-- Set task A --
In the passage about waking at night, how many years of battering had the writer taken?
-- Set task B --
Change "darkness" to "silence" in the passage about waking at night, and reproduce it between "Awakening in the" and "soul deep grief.", inclusive.
-- Set task C --
Carry on the passage about waking at night and searching for The One from its last sentence.

Awakening in the night to the barely articulated thought reverberating in my mind: “where is he?” repeated at odd intervals.  The darkness gave no answer.  I was utterly lost and bereft.  I very desperately needed to find out what might be “wrong” with me that I felt such an absence in my life no matter how I sought to fill it with activity, family, and all the accoutrements of modern society.  No matter what I did, no matter who I was with, I felt alone.  Repeating dreams that circled around a theme of tragedy and loss were a puzzle as well.  I awakened from these dreams soaked in cold sweat, my heart pounding, crying in soul deep grief.

After the battering I had taken for 28 years, my hopes of finding The One had faded.  I’d bought into the psychological interpretations of my tendre and became convinced that I must “be happy” if I expected to “find happiness”.

-- Source excerpt --
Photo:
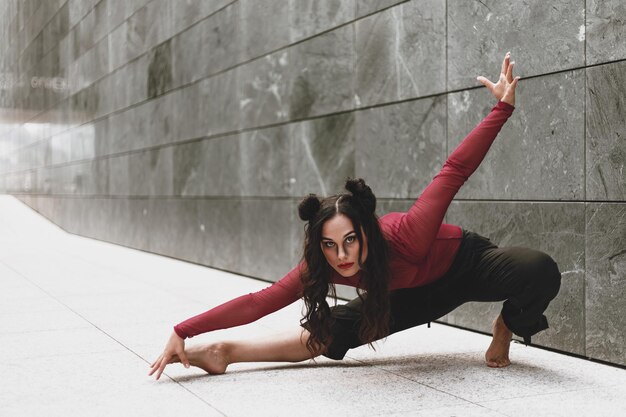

-- Answer A --
28 years.

-- Answer B --
Awakening in the night to the barely articulated thought reverberating in my mind: “where is he?” repeated at odd intervals.  The silence gave no answer.  I was utterly lost and bereft.  I very desperately needed to find out what might be “wrong” with me that I felt such an absence in my life no matter how I sought to fill it with activity, family, and all the accoutrements of modern society.  No matter what I did, no matter who I was with, I felt alone.  Repeating dreams that circled around a theme of tragedy and loss were a puzzle as well.  I awakened from these dreams soaked in cold sweat, my heart pounding, crying in soul deep grief.

-- Answer C --
I shoved my dreams under the rug and married Larry (after his divorce), securing my life to an anchor that I thought would normalize and stabilize me.  More than anything, I was tired.  I was tired of searching, tired of fighting, tired of being used.  I put away my books on mysticism and metaphysics, gave up my classes in meditation and hypnosis, and focused on going to church and devoting my attention to learning how to be a born again Christian under the tutelage of my chosen partner.

Larry was chosen not because of love or lust, but simply because I was too tired to fight anymore.

Believing that he was going to be a father, (yes, I engineered relations in time and I lied), Larry left his wife without much more than a second thought.  In retrospect, I see that I was as good an excuse as any other for him to do what he wanted to do anyway.  But there was something more subtle and destructive in operation here: the Fundamentalist nature of the religious upbringing he had been exposed to.

Even though I needed him more than she did, two innocent babies also needed him, and his wife was a “millstone about his neck” with her drunken ways and rejection of God, Larry still felt guilty because he was also doing something that gave him pleasure.  He wanted me physically, and that was, in his mind, the sin.  And so I had to be punished.  He was willing to fulfill his duty, but it must not be enjoyed.  And when he found himself enjoying it, he had to punish himself and that other participant in his happiness:  Me.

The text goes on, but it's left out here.